▶ Selected passage
▼

Question

Consider again the situation described in Example 8.2.3. How small wouldσ2 need to be in order for Pr(Y≤0.09)≥0.9?

Short answer

\({\sigma ^2} \le 0.0563\)

Step-by-step solution

Given information

The concentration of lactic acid in several chunks of cheese is independent of normal random variables with mean μand variance\({\sigma ^2}\).

Calculate the probability 

Generally, for \({\sigma ^2}\),

\(P\left( {Y \le 0.09} \right) = P\left( {W \le \frac{{10 \times 0.09}}{{{\sigma ^2}}}} \right)\)

Where \(W = \frac{{10Y}}{{{\sigma ^2}}}\)has \({\chi ^2}\)distribution with d.f 10.

\(P\left( {Y \le 0.09} \right)\) is at least 0.9 if \(\frac{{0.9}}{{{\sigma ^2}}}\) is at least the 0.9 quantile of the \({\chi ^2}\)distribution with d.f 10.

This quantile is 15.99, so\(\frac{{0.9}}{{{\sigma ^2}}} \ge 15.99\)is equivalent to\({\sigma ^2} \le 0.0563\).

Hence, \({\sigma ^2} \le 0.0563\).

▲

▶ Supplied records
▼

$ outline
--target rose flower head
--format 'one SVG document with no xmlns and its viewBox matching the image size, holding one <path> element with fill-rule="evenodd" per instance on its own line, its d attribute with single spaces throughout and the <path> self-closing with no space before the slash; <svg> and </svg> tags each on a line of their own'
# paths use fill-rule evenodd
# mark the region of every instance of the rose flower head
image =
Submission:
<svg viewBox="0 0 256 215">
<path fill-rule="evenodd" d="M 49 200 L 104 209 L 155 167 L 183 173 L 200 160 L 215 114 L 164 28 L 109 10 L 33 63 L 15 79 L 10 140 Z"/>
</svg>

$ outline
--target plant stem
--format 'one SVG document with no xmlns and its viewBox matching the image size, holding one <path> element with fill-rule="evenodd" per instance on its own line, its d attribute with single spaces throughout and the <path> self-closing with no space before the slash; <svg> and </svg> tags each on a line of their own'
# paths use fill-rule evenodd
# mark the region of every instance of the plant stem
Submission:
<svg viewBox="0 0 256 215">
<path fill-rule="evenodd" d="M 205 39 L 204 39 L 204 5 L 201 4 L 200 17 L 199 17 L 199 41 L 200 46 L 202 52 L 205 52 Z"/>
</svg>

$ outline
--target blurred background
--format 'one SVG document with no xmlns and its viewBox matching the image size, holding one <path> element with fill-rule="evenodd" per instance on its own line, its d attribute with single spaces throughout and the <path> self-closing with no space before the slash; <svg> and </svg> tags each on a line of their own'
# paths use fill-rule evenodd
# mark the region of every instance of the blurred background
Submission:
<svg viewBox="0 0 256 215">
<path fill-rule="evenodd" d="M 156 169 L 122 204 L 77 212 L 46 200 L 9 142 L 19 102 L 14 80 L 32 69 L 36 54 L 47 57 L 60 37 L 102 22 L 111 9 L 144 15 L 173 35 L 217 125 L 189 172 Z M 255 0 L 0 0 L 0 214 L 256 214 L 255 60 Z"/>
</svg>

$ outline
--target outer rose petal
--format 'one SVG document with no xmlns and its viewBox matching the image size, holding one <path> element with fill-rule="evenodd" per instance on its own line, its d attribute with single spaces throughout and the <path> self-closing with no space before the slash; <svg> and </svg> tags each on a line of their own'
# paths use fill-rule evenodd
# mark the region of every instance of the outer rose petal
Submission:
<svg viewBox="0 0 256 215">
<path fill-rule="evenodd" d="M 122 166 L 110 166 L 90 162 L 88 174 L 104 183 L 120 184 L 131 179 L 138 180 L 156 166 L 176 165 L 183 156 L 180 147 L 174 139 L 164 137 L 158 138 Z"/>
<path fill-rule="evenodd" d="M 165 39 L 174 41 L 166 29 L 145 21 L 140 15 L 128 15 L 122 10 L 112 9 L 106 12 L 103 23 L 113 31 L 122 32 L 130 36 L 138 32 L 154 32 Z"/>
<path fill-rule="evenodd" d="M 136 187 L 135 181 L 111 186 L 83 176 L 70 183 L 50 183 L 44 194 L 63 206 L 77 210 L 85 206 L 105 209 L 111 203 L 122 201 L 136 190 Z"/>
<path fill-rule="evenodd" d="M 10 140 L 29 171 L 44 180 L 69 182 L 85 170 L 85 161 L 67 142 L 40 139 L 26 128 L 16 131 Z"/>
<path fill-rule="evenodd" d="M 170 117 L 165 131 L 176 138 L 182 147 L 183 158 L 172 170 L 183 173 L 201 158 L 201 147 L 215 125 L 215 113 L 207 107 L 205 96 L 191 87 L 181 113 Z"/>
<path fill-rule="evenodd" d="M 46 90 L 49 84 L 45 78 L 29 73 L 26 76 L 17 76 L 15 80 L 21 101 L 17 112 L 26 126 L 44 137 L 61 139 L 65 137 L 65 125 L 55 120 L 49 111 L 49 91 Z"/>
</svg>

▲

▶ Task requirements
In the worked solution on lactic acid in cheese, what value is given for the 0.9 quantile of the chi-square distribution with 10 degrees of freedom?

▶ Result of this exercise
15.99